EXERCISE GOAL
Output the lines below from the line containing "QA review pass — verify and re-annotate all instances of white" through the line containing "[[425, 422, 447, 457]]", both included, reproduced character for character.

DATA EXTRACT
────────────────────

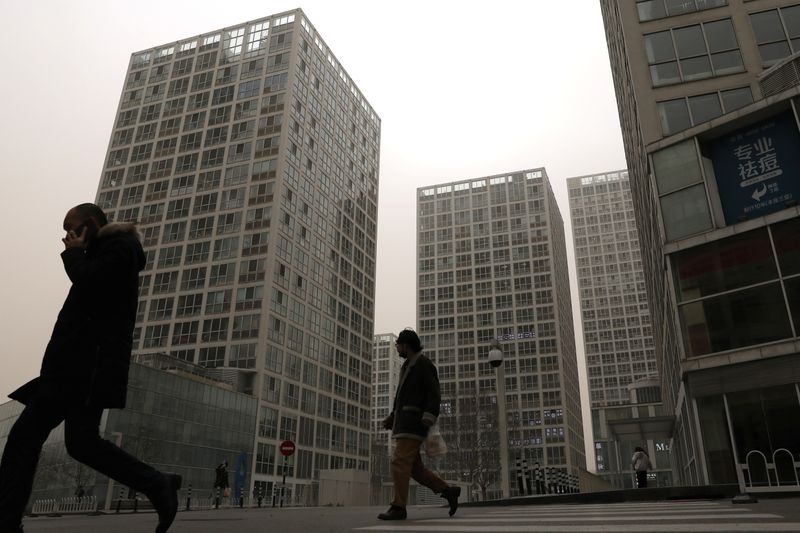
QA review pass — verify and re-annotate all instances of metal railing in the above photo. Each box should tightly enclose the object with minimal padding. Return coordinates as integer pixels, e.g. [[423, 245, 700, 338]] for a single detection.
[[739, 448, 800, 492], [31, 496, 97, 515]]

────────────────────

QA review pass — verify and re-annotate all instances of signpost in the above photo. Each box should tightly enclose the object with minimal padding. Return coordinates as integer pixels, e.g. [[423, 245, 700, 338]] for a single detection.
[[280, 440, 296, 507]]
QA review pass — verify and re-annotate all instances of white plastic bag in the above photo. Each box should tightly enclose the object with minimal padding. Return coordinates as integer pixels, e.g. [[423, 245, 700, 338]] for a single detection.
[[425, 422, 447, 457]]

────────────────────

FINISHED TASK
QA review pass — verify and re-annotate all instances of white plastic bag in the above photo. Each box should tightly enclose the object with minimal padding. Return coordinates as integer pixels, e.g. [[423, 245, 700, 338]] for a single detection.
[[425, 422, 447, 457]]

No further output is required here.